### [WHAT IS REQUIRED]
Pick out each line in these entries that contains the string "window".

### [INPUT DATA]

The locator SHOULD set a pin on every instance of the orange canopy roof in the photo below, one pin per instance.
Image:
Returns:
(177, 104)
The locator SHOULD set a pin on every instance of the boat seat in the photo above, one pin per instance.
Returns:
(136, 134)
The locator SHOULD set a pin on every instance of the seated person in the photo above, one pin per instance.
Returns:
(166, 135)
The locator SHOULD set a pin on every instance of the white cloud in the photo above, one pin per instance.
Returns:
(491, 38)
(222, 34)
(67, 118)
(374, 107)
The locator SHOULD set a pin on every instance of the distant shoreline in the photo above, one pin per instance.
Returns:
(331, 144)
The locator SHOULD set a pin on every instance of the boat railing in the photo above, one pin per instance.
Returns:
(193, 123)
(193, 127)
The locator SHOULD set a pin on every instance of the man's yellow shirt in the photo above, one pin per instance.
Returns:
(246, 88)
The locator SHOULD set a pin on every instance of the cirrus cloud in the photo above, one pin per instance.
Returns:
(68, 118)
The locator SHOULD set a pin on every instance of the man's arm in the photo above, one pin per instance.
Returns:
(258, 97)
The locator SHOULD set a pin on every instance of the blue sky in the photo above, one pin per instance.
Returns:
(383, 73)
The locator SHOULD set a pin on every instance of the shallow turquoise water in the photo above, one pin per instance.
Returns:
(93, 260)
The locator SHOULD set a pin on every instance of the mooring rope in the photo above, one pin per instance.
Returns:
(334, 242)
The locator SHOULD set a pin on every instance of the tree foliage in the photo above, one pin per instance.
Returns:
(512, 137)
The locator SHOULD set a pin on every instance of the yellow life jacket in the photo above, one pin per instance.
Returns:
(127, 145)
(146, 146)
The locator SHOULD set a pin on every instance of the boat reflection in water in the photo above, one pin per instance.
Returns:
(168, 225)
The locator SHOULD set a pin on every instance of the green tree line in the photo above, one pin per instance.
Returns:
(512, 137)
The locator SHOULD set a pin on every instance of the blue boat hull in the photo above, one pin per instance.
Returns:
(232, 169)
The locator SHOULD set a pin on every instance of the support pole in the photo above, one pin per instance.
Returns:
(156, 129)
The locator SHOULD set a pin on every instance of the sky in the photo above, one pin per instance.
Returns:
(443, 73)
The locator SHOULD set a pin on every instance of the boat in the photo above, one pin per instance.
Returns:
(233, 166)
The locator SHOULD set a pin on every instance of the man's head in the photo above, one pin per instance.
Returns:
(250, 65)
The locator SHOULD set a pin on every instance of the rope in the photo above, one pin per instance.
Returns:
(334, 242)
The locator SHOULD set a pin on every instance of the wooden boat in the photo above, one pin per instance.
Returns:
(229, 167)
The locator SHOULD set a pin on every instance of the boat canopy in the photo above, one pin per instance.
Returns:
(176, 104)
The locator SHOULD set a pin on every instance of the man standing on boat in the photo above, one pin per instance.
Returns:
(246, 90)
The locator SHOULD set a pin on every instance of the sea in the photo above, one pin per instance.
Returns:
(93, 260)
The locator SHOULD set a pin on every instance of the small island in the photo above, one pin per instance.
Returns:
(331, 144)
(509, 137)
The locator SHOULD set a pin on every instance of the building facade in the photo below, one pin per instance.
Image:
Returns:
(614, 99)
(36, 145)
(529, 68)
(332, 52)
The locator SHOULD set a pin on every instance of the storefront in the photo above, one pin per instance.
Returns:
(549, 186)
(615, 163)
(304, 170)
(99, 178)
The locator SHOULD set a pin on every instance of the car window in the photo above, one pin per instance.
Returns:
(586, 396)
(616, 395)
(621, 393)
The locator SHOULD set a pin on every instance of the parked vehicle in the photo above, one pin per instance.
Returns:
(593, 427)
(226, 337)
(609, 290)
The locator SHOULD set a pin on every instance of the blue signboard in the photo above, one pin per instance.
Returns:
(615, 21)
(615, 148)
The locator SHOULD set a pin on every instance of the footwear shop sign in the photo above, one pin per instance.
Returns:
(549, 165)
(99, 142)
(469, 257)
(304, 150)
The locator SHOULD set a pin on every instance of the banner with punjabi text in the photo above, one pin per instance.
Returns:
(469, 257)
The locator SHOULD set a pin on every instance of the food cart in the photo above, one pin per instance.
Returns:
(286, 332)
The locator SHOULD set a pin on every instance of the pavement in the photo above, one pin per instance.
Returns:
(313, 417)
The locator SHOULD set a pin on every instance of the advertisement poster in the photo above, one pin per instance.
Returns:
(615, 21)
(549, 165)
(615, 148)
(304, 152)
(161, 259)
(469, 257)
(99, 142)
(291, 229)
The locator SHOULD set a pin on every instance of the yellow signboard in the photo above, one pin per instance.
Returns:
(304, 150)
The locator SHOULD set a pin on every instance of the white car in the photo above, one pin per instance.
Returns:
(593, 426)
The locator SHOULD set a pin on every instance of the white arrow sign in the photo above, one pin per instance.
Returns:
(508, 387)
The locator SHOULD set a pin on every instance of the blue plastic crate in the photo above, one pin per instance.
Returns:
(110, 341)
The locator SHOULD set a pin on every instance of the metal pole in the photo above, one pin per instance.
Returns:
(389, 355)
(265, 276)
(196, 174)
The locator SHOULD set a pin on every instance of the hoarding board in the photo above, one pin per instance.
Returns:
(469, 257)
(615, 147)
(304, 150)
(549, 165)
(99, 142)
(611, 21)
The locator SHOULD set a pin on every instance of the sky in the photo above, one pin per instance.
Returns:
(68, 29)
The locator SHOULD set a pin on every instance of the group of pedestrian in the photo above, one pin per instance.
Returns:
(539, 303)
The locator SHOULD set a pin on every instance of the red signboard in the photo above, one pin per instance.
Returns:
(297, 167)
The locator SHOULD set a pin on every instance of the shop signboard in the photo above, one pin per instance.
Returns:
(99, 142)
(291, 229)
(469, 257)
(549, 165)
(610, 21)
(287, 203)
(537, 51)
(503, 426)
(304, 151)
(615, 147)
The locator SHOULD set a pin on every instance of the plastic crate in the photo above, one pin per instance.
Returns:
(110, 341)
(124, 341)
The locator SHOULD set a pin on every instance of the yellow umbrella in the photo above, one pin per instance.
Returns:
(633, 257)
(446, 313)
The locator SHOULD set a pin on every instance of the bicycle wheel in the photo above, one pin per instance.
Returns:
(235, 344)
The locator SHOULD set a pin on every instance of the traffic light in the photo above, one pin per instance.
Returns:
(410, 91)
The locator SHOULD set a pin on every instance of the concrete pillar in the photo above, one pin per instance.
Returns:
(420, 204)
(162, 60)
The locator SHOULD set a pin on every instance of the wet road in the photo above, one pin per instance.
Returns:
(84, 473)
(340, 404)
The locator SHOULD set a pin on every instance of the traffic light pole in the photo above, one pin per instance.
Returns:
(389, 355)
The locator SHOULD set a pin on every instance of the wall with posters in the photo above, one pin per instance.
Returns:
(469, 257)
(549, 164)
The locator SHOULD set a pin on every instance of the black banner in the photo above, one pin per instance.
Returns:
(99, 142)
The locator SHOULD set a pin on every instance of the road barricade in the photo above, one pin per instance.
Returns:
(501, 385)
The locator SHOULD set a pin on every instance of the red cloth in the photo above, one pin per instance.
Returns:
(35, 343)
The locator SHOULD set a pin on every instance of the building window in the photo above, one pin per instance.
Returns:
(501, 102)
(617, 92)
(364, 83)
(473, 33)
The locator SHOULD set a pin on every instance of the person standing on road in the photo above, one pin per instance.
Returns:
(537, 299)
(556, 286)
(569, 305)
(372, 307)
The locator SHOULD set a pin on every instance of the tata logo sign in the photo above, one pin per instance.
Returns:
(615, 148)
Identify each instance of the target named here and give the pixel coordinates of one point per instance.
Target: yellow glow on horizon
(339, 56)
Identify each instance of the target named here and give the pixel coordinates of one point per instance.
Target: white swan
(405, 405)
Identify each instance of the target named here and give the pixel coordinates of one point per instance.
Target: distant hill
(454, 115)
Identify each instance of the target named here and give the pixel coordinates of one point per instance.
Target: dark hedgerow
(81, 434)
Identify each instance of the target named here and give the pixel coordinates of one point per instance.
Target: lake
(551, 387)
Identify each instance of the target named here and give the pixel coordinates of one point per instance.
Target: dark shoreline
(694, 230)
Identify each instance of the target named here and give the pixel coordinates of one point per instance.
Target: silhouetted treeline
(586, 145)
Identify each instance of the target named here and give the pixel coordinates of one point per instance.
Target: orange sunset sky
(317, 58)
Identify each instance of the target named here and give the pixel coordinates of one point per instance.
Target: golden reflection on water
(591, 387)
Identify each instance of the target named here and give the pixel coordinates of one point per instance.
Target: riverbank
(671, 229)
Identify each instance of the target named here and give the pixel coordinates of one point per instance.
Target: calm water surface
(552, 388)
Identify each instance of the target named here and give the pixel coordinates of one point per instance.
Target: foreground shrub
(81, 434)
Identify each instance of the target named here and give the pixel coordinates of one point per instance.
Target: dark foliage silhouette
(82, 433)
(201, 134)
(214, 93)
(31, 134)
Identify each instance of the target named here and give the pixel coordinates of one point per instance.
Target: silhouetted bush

### [THE ANSWER]
The locator SHOULD set a pin on every instance of the car window in the photo above, one pin per instance.
The locator SHOULD set a pin on every instance of the building window in the photo above, one pin per instance.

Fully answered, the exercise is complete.